- Study text:

The Story
Why it exists.
The beginning
The Velvet collection is Dolce&Gabbana's answer to anyone who thinks luxury should whisper. Each fragrance in the line arrives in a velvet-lined case, embroidered, theatrical. Velvet Passion Oud is the 2025 entry in that tradition, composed by Paul Guerlain, and it makes no attempt to play it safe. The brief seems to have been simple: what does sensuality smell like when it doesn't apologize? The answer arrived as a hookah accord, that slow-burning shisha vapor that curls through an Arabian palazzo at midnight, where frescoed walls hold the memory of every conversation had there.
What's interesting here is how the passion fruit refuses to let the smoke dominate the opening. Most hookah fragrances lean entirely into the tobacco and incense, this one adds a burst of tropical brightness that feels almost reckless against the smoky backdrop. Then the rose arrives not as a delicate floral but as part of a warm, spiced heart with saffron, sophisticated without being polite. The base is where Guerlain earns his name: labdanum and oud together create a drydown that reviewers consistently call the smoothest they've encountered, a silky warmth that stays close to the skin for hours.

- Study questions:
1. In the text on Velvet Passion Oud, why does the passion fruit in the opening stand out? Answer in one to three sentences.
2. Extend the text on Velvet Passion Oud with one more paragraph that picks up after its final sentence.
The lines that come next are separate material and have no connection to the text on Velvet Passion Oud.

Saved entries:
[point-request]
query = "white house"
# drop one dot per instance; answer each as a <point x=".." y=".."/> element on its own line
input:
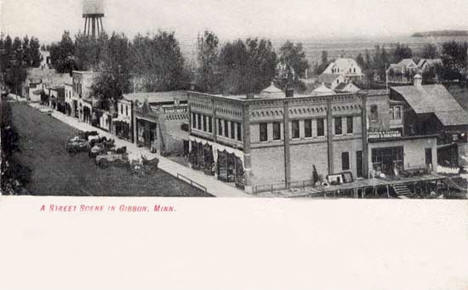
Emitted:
<point x="342" y="70"/>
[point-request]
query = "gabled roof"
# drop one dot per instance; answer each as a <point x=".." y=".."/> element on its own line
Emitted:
<point x="344" y="65"/>
<point x="322" y="90"/>
<point x="157" y="97"/>
<point x="272" y="90"/>
<point x="408" y="62"/>
<point x="434" y="99"/>
<point x="328" y="78"/>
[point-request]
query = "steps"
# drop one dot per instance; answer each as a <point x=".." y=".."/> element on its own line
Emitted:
<point x="402" y="190"/>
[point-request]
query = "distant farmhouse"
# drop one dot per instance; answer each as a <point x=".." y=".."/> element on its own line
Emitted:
<point x="404" y="71"/>
<point x="342" y="70"/>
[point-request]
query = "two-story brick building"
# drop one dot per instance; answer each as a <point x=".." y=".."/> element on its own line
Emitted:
<point x="277" y="140"/>
<point x="82" y="100"/>
<point x="158" y="121"/>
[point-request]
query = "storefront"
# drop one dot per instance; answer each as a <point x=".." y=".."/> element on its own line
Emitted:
<point x="122" y="129"/>
<point x="388" y="159"/>
<point x="146" y="133"/>
<point x="214" y="159"/>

- Answers for the tasks:
1. Most hookah fragrances lean entirely into tobacco and incense, but here the passion fruit keeps the smoke from dominating the opening. It adds a burst of tropical brightness that feels almost reckless against the smoky backdrop.

2.
The evolution
The opening announces itself with tropical brightness, passion fruit cutting through the room with the confidence of someone who walked in late and made everyone turn around. Within minutes the shisha accord takes over, smoke and vapor weaving together, and the fruity note fades not into nothing but into the fabric of the smoke itself. The heart is where this earns its name. Saffron and rose arrive together, warm and sensuous, and for a stretch of time the fragrance feels like two things at once, the intimacy of a room full of smoke and the brightness of something red and alive at its center. Then the base asserts itself: oud and labdanum together, resinous and quietly powerful. What surprises is the drydown. Reviewers describe it as silky, not sharp, not animalic, just smooth oud that stays close and lingers for hours. The projection drops after the first couple, but the skin-warm presence continues well into the evening, and there's something in that quiet phase that people keep coming back to describe as the real payoff.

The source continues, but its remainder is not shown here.